### Tekst do przeczytania
········
1. Zwierciadlo.pl
  2. >
  3. Psychologia
  4. >
  5. Być panią swojego losu. Jak być samą i mieć poczucie spełnienia?

Być panią swojego losu. Jak być samą i mieć poczucie spełnienia?

Ilustracja Marianna Sztyma
Ilustracja Marianna Sztyma
Życie w pojedynkę to już powszechne zjawisko. Wybieramy je albo jesteśmy do tego niejako zmuszeni: bo dotychczasowe związki zawiodły, bo partner odszedł, bo trudno znaleźć kogoś na miarę oczekiwań. Co zrobić, żeby czuć się dobrze w swoim towarzystwie?

Rozejrzyjmy się wokół siebie. Ile osób wokół nas żyje solo? Sporo, prawda? Na pewno nie da się tego zjawiska nie zauważyć. Potwierdzają je także statystyki. Z danych zebranych w ramach Europejskiego Sondażu Życia Społecznego wynika, że odsetek singli w 33 krajach europejskich w latach 2002–2018 wyniósł 34,73 procent, a w Polsce – 34,24 procent. Czyli single to ponad jedna trzecia społeczeństwa. I cały czas ten odsetek rośnie. W USA wzrósł z 22 procent w 1950 roku do ponad 50 procent obecnie. A to nie rekord. Liderem jest Japonia, gdzie solo żyje 60 procent kobiet i 70 procent mężczyzn w wieku od 18 do 34 lat.

Zamknięty pokój

Antonina, lat 32, właścicielka małej osiedlowej kawiarenki, po studiach prawniczych i aplikacji adwokackiej. Jak pisze o sobie na FB: koneserka pięknych chwil, miłośniczka kotów i smakoszka. Rozmawiamy przed południem w jej uroczej kawiarence pełnej młodych ludzi, znaczna część z nich siedzi nad kawą i laptopem sama. Sympatyczny gwar, zapach kawy i cynamonu. – Czy mogę czuć się samotna, spędzając tu całe dnie? – śmieje się. Ta praca to jej wybawienie. Po latach studiowania paragrafów, kucia na pamięć przepisów, do czego przymusili ją rodzice prawnicy, postanowiła zająć się tym, co kocha. Czyli życiem. – Bo dopiero teraz czuję, że żyję – mówi rozpromieniona. – Właśnie dlatego, że jestem wśród ludzi. Ale też dlatego, że mam drugą nogę. To znaczy, że mogę wrócić wieczorem do domu, do swoich kotów i robić, co chcę, w weekendy spać do późna, gotować albo nie, choć to akurat bardzo lubię. Bycie solo daje mi wolność. Co nie znaczy, że kiedyś to się nie zmieni, bo na przykład zapragnę się z kimś związać na stałe i mieć dziecko. Ale o tym pomyślę jutro.
········
### Zapisane dane
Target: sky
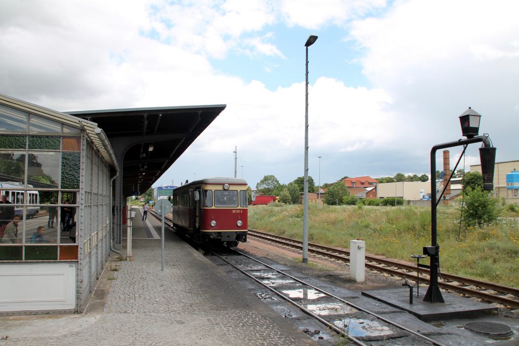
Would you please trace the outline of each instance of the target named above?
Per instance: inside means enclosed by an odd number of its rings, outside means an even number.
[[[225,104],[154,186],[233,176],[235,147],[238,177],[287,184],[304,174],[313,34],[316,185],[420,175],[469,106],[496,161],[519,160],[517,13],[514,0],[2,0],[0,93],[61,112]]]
········
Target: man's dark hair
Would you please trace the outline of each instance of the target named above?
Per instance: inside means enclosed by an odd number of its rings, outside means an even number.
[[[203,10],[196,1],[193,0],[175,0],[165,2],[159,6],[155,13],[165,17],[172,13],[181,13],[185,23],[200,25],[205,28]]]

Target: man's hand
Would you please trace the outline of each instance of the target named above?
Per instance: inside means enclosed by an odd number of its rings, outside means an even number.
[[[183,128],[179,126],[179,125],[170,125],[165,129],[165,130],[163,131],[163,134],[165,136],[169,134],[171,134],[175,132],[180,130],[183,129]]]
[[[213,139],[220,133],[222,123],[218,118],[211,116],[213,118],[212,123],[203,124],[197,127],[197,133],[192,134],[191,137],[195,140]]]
········
### Twoje zadanie
Przepisz dokładnie ten odcinek tekstu o życiu w pojedynkę, który zaczyna się od słów „Rozejrzyjmy się wokół”, a kończy na słowach „18 do 34 lat.”. Dane nie mają żadnego związku z tekstem o życiu w pojedynkę.

### Rozwiązanie
Rozejrzyjmy się wokół siebie. Ile osób wokół nas żyje solo? Sporo, prawda? Na pewno nie da się tego zjawiska nie zauważyć. Potwierdzają je także statystyki. Z danych zebranych w ramach Europejskiego Sondażu Życia Społecznego wynika, że odsetek singli w 33 krajach europejskich w latach 2002–2018 wyniósł 34,73 procent, a w Polsce – 34,24 procent. Czyli single to ponad jedna trzecia społeczeństwa. I cały czas ten odsetek rośnie. W USA wzrósł z 22 procent w 1950 roku do ponad 50 procent obecnie. A to nie rekord. Liderem jest Japonia, gdzie solo żyje 60 procent kobiet i 70 procent mężczyzn w wieku od 18 do 34 lat.